## Set exercise a:
Reproduce, word for word, the part of the listing that opens at its first line and closes with the line containing "Kindly enter the". Leave the pictures out.

--- Text segment ---

Re: [PROPOSAL] Support level increment delay for ReconsumerLater interface

2021-09-28 Thread r...@apache.org
> I think if make some enhancements for the ack timeout is more
> reasonable, the ack timeout handling will not use the delay queue such as
> we have an AckTimePolicy

Thanks PenghuiLi,

Acktimeout has its own problems, such as how long should we set a
reasonable time. So in the Go SDK, we abandoned this method and used Nack's
logic instead of AckTimeout. If this is the case, can we also consider
adding an interface similar to NackPolicy in the logic of Nack to expose it
to users, and users can customize their own Nack policy.

> 3. I think if make some enhancements for the ack timeout is more
> reasonable, the ack timeout handling will not use the delay queue such as
> we have an AckTimePolicy there

AckTimeout or Delay Message is essentially the implementation mechanism of
Time Tracker internally. From this point of view, I think AckTimeout or
DelayMessage-based methods are both feasible. Most of the code logic can be
reused using the existing DelayMessage solution. If you use AckTimeout to
implement it, we need to repackage the Time Tracker here

--
Thanks
Xiaolong Ran

Chris Kellogg  于2021年9月28日周二 下午11:45写道:

> It seems like an application can already do something like this without any
> changes to the clients?

---

## Set exercise b:
According to the mailing-list reply, what did the Go SDK use instead of AckTimeout?

--- Data rows ---

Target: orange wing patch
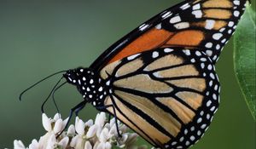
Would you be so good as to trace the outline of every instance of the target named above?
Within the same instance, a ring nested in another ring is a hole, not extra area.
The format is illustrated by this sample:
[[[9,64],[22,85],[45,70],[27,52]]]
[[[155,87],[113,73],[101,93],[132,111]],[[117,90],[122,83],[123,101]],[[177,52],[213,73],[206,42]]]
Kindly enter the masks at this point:
[[[121,60],[131,54],[140,52],[154,49],[164,44],[173,33],[166,30],[159,30],[153,28],[148,32],[144,33],[135,41],[128,44],[124,49],[118,53],[110,61]]]
[[[160,47],[197,46],[203,39],[204,34],[201,31],[189,30],[174,33],[164,29],[153,28],[120,50],[108,64],[129,55]]]
[[[178,46],[197,46],[204,38],[204,34],[201,31],[189,30],[177,32],[166,42],[164,47],[172,45]]]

---

## Task output a:
Target: orange wing patch
Would you be so good as to trace the outline of every instance of the target named above?
Within the same instance, a ring nested in another ring is a hole, not extra area.
The format is illustrated by this sample:
[[[9,64],[22,85],[45,70],[27,52]]]
[[[155,87],[113,73],[101,93],[132,111]],[[117,90],[122,83],[123,101]],[[177,52],[213,73],[206,42]]]
Kindly enter the masks at this point:

## Task output b:
It used Nack's logic.